--- The problem ---
Take the part of the material that opens with the line containing "Where can you find the black headset" and closes with the line containing "<point>138,82</point>", and write those lines out again with "earpiece" changed to "ear cup" and everything else left as it is.
_ _ _ _
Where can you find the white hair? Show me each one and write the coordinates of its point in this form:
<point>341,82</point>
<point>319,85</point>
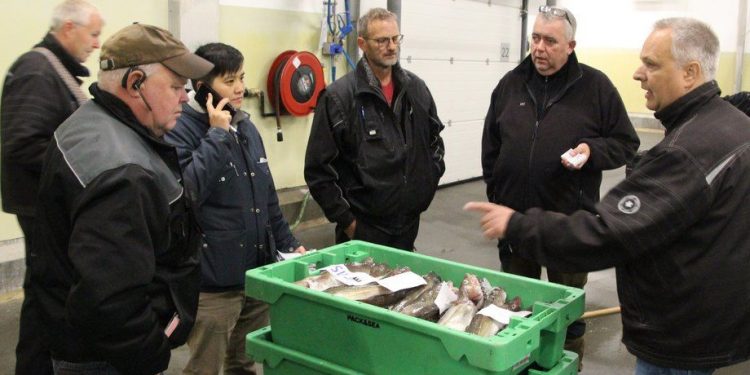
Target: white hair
<point>568,19</point>
<point>692,40</point>
<point>76,11</point>
<point>110,80</point>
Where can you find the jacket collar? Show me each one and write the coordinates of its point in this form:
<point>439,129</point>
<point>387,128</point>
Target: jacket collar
<point>684,107</point>
<point>75,68</point>
<point>122,112</point>
<point>368,82</point>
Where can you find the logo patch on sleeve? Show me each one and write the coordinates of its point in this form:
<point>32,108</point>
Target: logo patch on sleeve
<point>629,204</point>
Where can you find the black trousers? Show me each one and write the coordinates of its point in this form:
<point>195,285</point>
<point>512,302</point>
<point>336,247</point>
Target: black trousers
<point>401,239</point>
<point>32,352</point>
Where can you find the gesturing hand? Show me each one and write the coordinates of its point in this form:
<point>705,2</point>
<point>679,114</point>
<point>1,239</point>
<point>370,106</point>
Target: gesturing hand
<point>494,218</point>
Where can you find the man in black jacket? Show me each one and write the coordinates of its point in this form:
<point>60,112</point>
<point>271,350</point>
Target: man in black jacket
<point>115,265</point>
<point>375,155</point>
<point>41,90</point>
<point>676,228</point>
<point>548,104</point>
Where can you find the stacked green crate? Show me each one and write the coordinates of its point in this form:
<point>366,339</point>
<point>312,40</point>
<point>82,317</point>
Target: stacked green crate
<point>368,339</point>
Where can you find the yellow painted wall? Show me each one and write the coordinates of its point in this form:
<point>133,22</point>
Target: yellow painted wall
<point>261,35</point>
<point>24,23</point>
<point>620,64</point>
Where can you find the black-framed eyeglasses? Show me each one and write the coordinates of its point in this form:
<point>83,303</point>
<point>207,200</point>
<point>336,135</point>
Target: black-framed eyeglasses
<point>382,42</point>
<point>557,12</point>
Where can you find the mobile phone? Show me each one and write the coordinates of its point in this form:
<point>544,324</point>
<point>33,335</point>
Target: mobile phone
<point>201,96</point>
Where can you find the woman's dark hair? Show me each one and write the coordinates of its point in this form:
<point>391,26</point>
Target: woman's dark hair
<point>226,59</point>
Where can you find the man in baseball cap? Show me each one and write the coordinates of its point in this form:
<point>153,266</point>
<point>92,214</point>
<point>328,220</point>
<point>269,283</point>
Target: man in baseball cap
<point>116,265</point>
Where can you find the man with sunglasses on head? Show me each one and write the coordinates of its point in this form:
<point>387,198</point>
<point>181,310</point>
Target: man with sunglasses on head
<point>546,106</point>
<point>115,265</point>
<point>375,155</point>
<point>676,228</point>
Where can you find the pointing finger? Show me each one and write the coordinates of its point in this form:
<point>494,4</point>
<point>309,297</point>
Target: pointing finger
<point>481,207</point>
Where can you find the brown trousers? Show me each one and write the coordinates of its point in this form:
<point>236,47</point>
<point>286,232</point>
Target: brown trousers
<point>218,337</point>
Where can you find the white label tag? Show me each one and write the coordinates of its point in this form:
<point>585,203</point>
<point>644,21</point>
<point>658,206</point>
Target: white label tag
<point>445,297</point>
<point>500,314</point>
<point>292,255</point>
<point>575,160</point>
<point>172,325</point>
<point>402,281</point>
<point>342,274</point>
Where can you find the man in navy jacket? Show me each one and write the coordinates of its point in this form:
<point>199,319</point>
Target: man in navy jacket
<point>676,228</point>
<point>548,104</point>
<point>226,171</point>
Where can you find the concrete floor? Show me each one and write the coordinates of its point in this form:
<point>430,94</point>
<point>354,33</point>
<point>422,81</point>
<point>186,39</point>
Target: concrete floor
<point>448,232</point>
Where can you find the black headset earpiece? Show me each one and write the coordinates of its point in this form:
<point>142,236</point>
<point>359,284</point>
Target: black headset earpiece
<point>138,82</point>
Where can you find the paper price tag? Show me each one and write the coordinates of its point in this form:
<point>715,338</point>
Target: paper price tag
<point>402,281</point>
<point>445,297</point>
<point>285,256</point>
<point>342,274</point>
<point>500,314</point>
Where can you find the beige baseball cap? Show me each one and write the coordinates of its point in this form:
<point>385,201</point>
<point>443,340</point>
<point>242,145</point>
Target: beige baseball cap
<point>140,44</point>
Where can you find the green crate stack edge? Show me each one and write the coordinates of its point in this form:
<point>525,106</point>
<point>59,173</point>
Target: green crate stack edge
<point>373,340</point>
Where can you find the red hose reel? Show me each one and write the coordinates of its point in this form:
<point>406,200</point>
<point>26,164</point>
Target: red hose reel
<point>294,82</point>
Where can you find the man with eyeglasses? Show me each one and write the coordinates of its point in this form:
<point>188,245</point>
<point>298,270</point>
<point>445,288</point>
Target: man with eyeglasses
<point>676,229</point>
<point>546,106</point>
<point>375,155</point>
<point>41,89</point>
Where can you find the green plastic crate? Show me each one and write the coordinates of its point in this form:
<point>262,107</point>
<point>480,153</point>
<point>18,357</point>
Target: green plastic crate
<point>374,340</point>
<point>278,360</point>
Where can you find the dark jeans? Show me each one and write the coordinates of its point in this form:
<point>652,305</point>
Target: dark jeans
<point>645,368</point>
<point>512,263</point>
<point>32,351</point>
<point>400,239</point>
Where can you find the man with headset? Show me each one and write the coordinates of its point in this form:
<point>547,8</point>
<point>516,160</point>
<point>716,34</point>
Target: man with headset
<point>115,266</point>
<point>41,90</point>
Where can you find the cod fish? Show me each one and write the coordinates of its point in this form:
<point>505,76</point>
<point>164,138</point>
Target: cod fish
<point>485,326</point>
<point>459,315</point>
<point>420,303</point>
<point>326,280</point>
<point>372,293</point>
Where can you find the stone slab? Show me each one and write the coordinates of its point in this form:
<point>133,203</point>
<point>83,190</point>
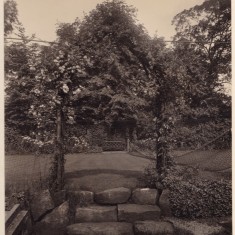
_ _ _ _
--- Reply ---
Where can you find the black headset ear cup? Show me each one and write the coordinates of its point in this form:
<point>142,236</point>
<point>359,284</point>
Target: black headset ear cup
<point>138,82</point>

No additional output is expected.